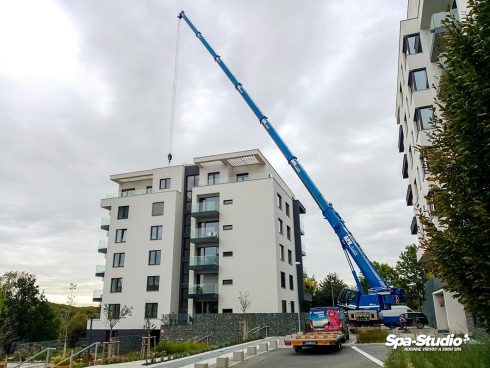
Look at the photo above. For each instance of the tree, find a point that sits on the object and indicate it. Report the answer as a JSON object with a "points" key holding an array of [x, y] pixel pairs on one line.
{"points": [[25, 313], [456, 230], [411, 276]]}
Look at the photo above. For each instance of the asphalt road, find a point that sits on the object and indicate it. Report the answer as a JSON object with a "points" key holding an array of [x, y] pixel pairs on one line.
{"points": [[346, 358]]}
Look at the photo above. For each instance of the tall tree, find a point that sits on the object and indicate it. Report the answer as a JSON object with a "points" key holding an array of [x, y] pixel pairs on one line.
{"points": [[457, 230]]}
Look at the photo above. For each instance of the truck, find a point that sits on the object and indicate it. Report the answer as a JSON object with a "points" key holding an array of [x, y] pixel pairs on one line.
{"points": [[361, 306], [327, 329]]}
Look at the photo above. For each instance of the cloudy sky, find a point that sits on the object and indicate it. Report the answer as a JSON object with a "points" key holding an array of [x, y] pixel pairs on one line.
{"points": [[85, 92]]}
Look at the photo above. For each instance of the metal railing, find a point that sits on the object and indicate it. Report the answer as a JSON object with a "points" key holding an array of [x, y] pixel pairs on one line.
{"points": [[70, 358], [28, 360]]}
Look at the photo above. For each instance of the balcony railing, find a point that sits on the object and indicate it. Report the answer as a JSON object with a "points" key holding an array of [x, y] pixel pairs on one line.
{"points": [[97, 296], [102, 248], [203, 291], [104, 223], [204, 236], [203, 263], [99, 271]]}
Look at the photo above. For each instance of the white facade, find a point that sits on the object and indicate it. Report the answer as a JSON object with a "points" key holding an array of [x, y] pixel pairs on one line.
{"points": [[233, 204], [418, 78]]}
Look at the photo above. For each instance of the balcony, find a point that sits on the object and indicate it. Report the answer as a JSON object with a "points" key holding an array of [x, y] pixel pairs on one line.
{"points": [[202, 236], [206, 209], [202, 263], [100, 271], [401, 146], [409, 197], [97, 296], [102, 248], [405, 167], [104, 223], [203, 292], [413, 226]]}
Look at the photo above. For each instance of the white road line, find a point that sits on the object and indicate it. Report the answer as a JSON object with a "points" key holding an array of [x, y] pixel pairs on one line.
{"points": [[370, 357]]}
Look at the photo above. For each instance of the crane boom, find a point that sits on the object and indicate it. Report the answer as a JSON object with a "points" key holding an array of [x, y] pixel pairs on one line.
{"points": [[349, 244]]}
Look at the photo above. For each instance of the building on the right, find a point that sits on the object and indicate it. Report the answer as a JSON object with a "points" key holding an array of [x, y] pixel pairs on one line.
{"points": [[417, 86]]}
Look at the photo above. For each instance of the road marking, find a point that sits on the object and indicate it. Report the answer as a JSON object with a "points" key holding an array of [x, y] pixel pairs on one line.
{"points": [[370, 357]]}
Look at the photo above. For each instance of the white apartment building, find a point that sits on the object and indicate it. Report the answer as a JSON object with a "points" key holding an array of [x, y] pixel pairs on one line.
{"points": [[418, 77], [188, 239]]}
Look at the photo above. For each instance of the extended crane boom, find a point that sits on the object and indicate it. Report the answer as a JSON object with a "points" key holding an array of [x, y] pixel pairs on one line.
{"points": [[380, 294]]}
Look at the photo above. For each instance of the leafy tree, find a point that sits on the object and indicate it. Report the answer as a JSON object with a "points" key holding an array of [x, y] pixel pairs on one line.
{"points": [[24, 314], [411, 276], [456, 230]]}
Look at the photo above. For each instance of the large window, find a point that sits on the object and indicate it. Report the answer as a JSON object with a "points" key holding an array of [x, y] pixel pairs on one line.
{"points": [[156, 232], [283, 280], [116, 285], [151, 310], [121, 235], [118, 260], [213, 178], [412, 44], [423, 117], [154, 257], [122, 212], [157, 209], [165, 183], [417, 80], [153, 283]]}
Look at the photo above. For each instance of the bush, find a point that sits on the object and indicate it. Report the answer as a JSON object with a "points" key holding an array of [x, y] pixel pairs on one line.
{"points": [[371, 335]]}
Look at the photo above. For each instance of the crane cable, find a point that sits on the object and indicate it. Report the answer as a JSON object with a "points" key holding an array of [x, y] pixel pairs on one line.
{"points": [[174, 95]]}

########

## To be done:
Format the records above as a JSON list of strings, one string per line, with blank lines omitted. Leave the pictures out.

## Result:
[
  "Look at the photo above. For each instance of the tree, find a point that sits on the object and indicate it. Report the answer as a JSON object with a \"points\" key holding an array of [x, y] pixel pairs on one line.",
  "{\"points\": [[25, 313], [456, 230], [411, 276]]}",
  "Look at the photo above. For each instance of the asphalt road, find a point that sits on the object and indicate it. Report the answer as a JSON object with a \"points\" key holding an array of [x, y] pixel pairs on one line.",
  "{\"points\": [[346, 358]]}",
  "Look at the photo above. For each instance of the tall tree, find a point that sits on the object and indicate it. Report the answer as a JSON object with a \"points\" key holding an array of [x, y] pixel pairs on one line.",
  "{\"points\": [[457, 230]]}",
  "Look at the photo above. For each instance of the truck, find a point that sits on the object and indicate it. Report the answer as a JSON object with a \"points\" key holding an array of [x, y] pixel pairs on one line.",
  "{\"points\": [[361, 306], [327, 329]]}",
  "Look at the photo above. For each instance of the cloudy sky, find a point that sits on the object and indicate it. Report the answer as a JSON object with a \"points\" key holding an array of [x, y] pixel pairs on one line.",
  "{\"points\": [[85, 92]]}",
  "Look at the photo above. For each instance of the metal railing, find a point that sits on the object and indicate it. Report the answer as a JSON object with a \"points\" key holding an array of [x, y] pixel pairs on one line.",
  "{\"points\": [[70, 358], [28, 360]]}",
  "Look at the photo above. For each instance of the balcony railing, find a point that sits on the object and indicate it. Report the answer as a JSON object with a \"points\" key holding an array of [x, y] pixel pairs on one line.",
  "{\"points\": [[97, 296], [102, 248], [203, 291], [104, 223], [204, 236], [203, 263], [99, 271]]}",
  "Look at the photo above. For each instance of the white facade, find a point that sits on the object and indicate it. Report the answer as a JSON object with a \"points\" key holding an array of [x, y] pixel pairs on one line.",
  "{\"points\": [[233, 204], [418, 78]]}",
  "Look at the photo above. For each instance of the balcony, find a point that sits on the object and indicate it. Report the answer as a JSON object with a \"points\" key holding an array of [x, y] pixel pairs on one line.",
  "{\"points\": [[202, 236], [206, 209], [202, 263], [100, 271], [401, 146], [409, 197], [97, 296], [102, 248], [405, 167], [104, 223], [203, 292], [413, 226]]}",
  "Look at the photo above. For each instance of the white road line, find a point that sits on the object and indicate it. Report the answer as a JSON object with a \"points\" key holding an array of [x, y] pixel pairs on one line.",
  "{\"points\": [[370, 357]]}",
  "Look at the photo above. For each instance of the crane boom, find a point that sits on the object and indicate it. Report the answer as a JSON object with a \"points\" key holding an array of [x, y] pixel pairs on one line.",
  "{\"points\": [[349, 244]]}",
  "Look at the photo above. For each instance of the building on the right, find a point that sits on the object and indicate it. Report the answer as a JSON object with a \"points\" key holding an array of [x, y] pixel pairs on one line.",
  "{\"points\": [[417, 86]]}",
  "Look at the photo above. For each instance of the road marking, find a point that sits on the object and indicate it. Report the answer as a JSON object with a \"points\" key holding an array of [x, y] pixel pairs on one line.",
  "{\"points\": [[370, 357]]}",
  "Look at the photo above. For each instance of the white apartment building, find a point that sits on the object and indicate it. Report the answer as a JSON object with a \"points\" key holding an array of [x, y] pixel pairs on one line.",
  "{\"points\": [[418, 77], [188, 239]]}",
  "Look at the photo above. For each instance of the extended crane boom, find a point that sits on the object and indicate it. Report the answer as a JSON object with a \"points\" key holding an array of [x, y] pixel pairs on one line.",
  "{\"points\": [[380, 294]]}",
  "Look at the photo above. For each instance of the leafy tree, find a point that sits on the object and indicate it. Report the answer as a JSON object with a \"points\" key holding an array of [x, y] pixel pairs on one line.",
  "{\"points\": [[24, 314], [411, 276], [456, 230]]}",
  "Look at the photo above. For each instance of the large window, find a point that sits on the object and indicate it. Report the answer as a JSON object with a \"points\" key holding an array of [x, y] pixel pairs on one line.",
  "{\"points\": [[156, 232], [283, 280], [116, 285], [151, 310], [121, 235], [118, 260], [213, 178], [412, 44], [423, 117], [154, 257], [122, 212], [157, 209], [165, 183], [417, 80], [153, 283]]}",
  "Look at the photo above. For each instance of the bush, find a point that sits on the object and indicate it. Report the answer as a JSON object with a \"points\" key holding an array of [x, y] pixel pairs on one line.",
  "{\"points\": [[371, 335]]}",
  "Look at the photo above. For each instance of the crane cable, find a point that sits on the object and indicate it. Report the answer as a JSON object with a \"points\" key holding an array of [x, y] pixel pairs on one line.",
  "{\"points\": [[174, 95]]}"
]